Dataset entries
▬▬▬▬▬▬

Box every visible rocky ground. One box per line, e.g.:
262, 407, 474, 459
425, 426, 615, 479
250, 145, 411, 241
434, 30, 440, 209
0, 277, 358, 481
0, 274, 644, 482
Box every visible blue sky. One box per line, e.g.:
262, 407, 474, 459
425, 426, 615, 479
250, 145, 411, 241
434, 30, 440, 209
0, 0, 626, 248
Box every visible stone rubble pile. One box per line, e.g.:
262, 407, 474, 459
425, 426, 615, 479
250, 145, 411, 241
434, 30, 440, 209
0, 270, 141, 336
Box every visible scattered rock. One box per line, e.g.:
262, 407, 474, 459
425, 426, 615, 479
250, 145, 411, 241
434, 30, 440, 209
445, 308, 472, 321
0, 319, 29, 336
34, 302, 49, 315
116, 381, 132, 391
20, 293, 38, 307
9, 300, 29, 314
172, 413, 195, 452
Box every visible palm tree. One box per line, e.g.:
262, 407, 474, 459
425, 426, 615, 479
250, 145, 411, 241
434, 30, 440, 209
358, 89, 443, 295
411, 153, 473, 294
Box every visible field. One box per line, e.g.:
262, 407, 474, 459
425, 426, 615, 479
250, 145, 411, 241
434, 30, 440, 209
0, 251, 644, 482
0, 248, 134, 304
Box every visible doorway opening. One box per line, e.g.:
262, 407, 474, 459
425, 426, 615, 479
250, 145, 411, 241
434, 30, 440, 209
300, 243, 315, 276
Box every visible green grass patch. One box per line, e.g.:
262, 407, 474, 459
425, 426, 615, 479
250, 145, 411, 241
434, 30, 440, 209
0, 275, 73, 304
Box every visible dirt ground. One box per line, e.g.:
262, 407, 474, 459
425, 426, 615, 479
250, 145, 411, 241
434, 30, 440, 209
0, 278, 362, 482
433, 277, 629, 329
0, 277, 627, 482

▬▬▬▬▬▬

Print every line of the records above word for word, leaving nothing out.

Box every visible rocky ground. One box per line, e.g.:
262, 407, 474, 459
425, 426, 615, 479
250, 145, 411, 241
434, 30, 440, 209
0, 277, 358, 481
0, 274, 644, 482
Box every visible blue sky. One box per line, e.g.:
262, 407, 474, 459
425, 426, 615, 479
250, 145, 411, 241
434, 30, 440, 209
0, 0, 626, 248
Box every visible stone rubble pile. One box per line, e.g.:
262, 407, 474, 459
425, 426, 615, 479
250, 145, 411, 241
434, 30, 440, 209
0, 270, 141, 336
Box every visible scattered rock. One box per line, e.g.:
262, 407, 474, 459
425, 426, 615, 479
250, 145, 411, 241
434, 30, 440, 209
445, 308, 472, 321
0, 319, 29, 336
34, 302, 49, 315
116, 381, 132, 391
20, 293, 38, 307
9, 300, 29, 314
172, 413, 195, 452
Box every visible palm tree. One box per line, e.g.:
262, 407, 474, 459
425, 426, 615, 479
250, 145, 411, 241
434, 30, 440, 209
358, 89, 443, 295
411, 153, 473, 294
Box every visible field. One box per line, e.g.:
262, 407, 474, 459
425, 426, 615, 479
250, 145, 411, 241
434, 30, 440, 209
0, 251, 644, 482
0, 248, 134, 304
Box every visible doorway opening. One box per line, e.g.:
262, 407, 474, 459
425, 426, 615, 479
250, 145, 411, 241
434, 30, 440, 209
300, 243, 315, 276
Box every visible green grass patch. One box per line, e.g.:
262, 407, 474, 459
425, 426, 615, 479
250, 145, 411, 241
434, 30, 440, 209
0, 275, 73, 304
Box every visible dirt ground. One box per line, e.g.:
262, 407, 474, 459
425, 426, 615, 479
250, 145, 411, 241
434, 30, 440, 209
0, 278, 362, 482
433, 277, 629, 329
0, 277, 627, 482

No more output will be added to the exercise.